**EXERCISE**
When you write out the listing, keep every character and omit the pictures.

**DATA EXTRACTS**
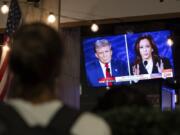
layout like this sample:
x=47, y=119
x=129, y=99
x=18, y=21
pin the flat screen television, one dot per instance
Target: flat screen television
x=131, y=61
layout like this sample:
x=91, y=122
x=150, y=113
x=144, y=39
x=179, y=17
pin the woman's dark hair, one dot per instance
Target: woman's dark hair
x=35, y=55
x=153, y=45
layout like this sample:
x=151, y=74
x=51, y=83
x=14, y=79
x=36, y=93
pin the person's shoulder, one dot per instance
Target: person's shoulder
x=90, y=124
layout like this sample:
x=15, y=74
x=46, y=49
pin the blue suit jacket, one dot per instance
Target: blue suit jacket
x=94, y=72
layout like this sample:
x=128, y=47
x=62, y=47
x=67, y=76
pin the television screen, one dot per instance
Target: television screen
x=128, y=58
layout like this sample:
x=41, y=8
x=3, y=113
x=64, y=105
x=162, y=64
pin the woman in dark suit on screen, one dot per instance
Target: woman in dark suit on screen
x=147, y=59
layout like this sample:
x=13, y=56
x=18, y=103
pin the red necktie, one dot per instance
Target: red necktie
x=108, y=74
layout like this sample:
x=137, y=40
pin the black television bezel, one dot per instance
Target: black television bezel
x=136, y=27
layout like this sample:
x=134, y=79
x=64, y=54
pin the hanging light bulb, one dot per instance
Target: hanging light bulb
x=94, y=27
x=51, y=18
x=4, y=8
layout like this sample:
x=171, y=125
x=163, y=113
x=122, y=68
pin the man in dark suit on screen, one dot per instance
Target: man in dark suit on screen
x=104, y=67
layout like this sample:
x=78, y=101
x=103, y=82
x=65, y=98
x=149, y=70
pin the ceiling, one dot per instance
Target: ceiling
x=72, y=11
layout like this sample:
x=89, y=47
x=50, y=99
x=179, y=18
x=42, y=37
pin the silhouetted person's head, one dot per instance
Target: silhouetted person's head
x=35, y=59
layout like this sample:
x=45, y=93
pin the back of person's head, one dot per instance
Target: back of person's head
x=35, y=55
x=123, y=96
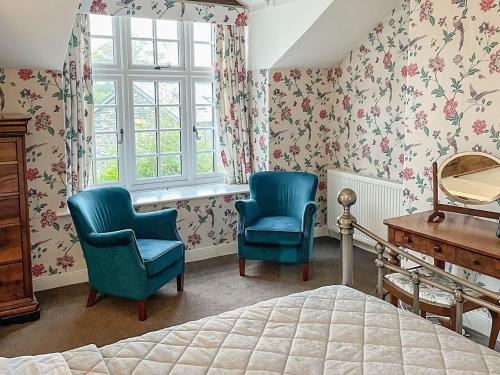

**REPLY TO THE TASK**
layout like this sample:
x=47, y=119
x=129, y=99
x=18, y=21
pin the flat screen television, one dot per instance
Target: flat screen television
x=131, y=61
layout like this sample:
x=91, y=122
x=150, y=113
x=144, y=39
x=179, y=17
pin the woman's dark hair, one dot per instance
Target: woman's dark hair
x=35, y=55
x=153, y=45
layout like this sample:
x=151, y=74
x=51, y=83
x=14, y=79
x=36, y=93
pin the person's shoulder, one dot per instance
Target: person's shoulder
x=90, y=124
layout like this sample:
x=15, y=74
x=46, y=49
pin the blue suit jacket, one dot per instance
Target: blue suit jacket
x=94, y=72
layout like this sample:
x=128, y=47
x=62, y=47
x=67, y=76
pin the television screen, one dot per instance
Target: television screen
x=128, y=58
layout like this sample:
x=41, y=8
x=3, y=113
x=64, y=105
x=162, y=64
pin the woman in dark suit on screen, one dot per instance
Target: woman in dark suit on screen
x=147, y=59
layout like this sample:
x=13, y=56
x=18, y=103
pin the red necktie, one dot per instance
Target: red necktie
x=108, y=74
layout like this sample:
x=137, y=40
pin the black television bezel, one dot per instance
Target: black television bezel
x=136, y=27
layout like this sample:
x=134, y=79
x=64, y=54
pin the hanging light bulb, one dot per instance
Target: hanging light bulb
x=94, y=27
x=51, y=18
x=4, y=8
layout like this sample:
x=171, y=125
x=163, y=113
x=122, y=68
pin the man in dark suit on screen, one dot per instance
Target: man in dark suit on screen
x=104, y=67
layout like this sample:
x=78, y=101
x=103, y=82
x=65, y=98
x=149, y=70
pin the ceiling, one dot per instance
Target: ceiling
x=72, y=11
layout like this sample:
x=89, y=47
x=50, y=99
x=179, y=18
x=42, y=37
pin the silhouetted person's head, one dot per instance
Target: silhouetted person's head
x=35, y=59
layout like this sample:
x=45, y=93
pin the back of person's head, one dot per instance
Target: back of person's head
x=35, y=55
x=123, y=96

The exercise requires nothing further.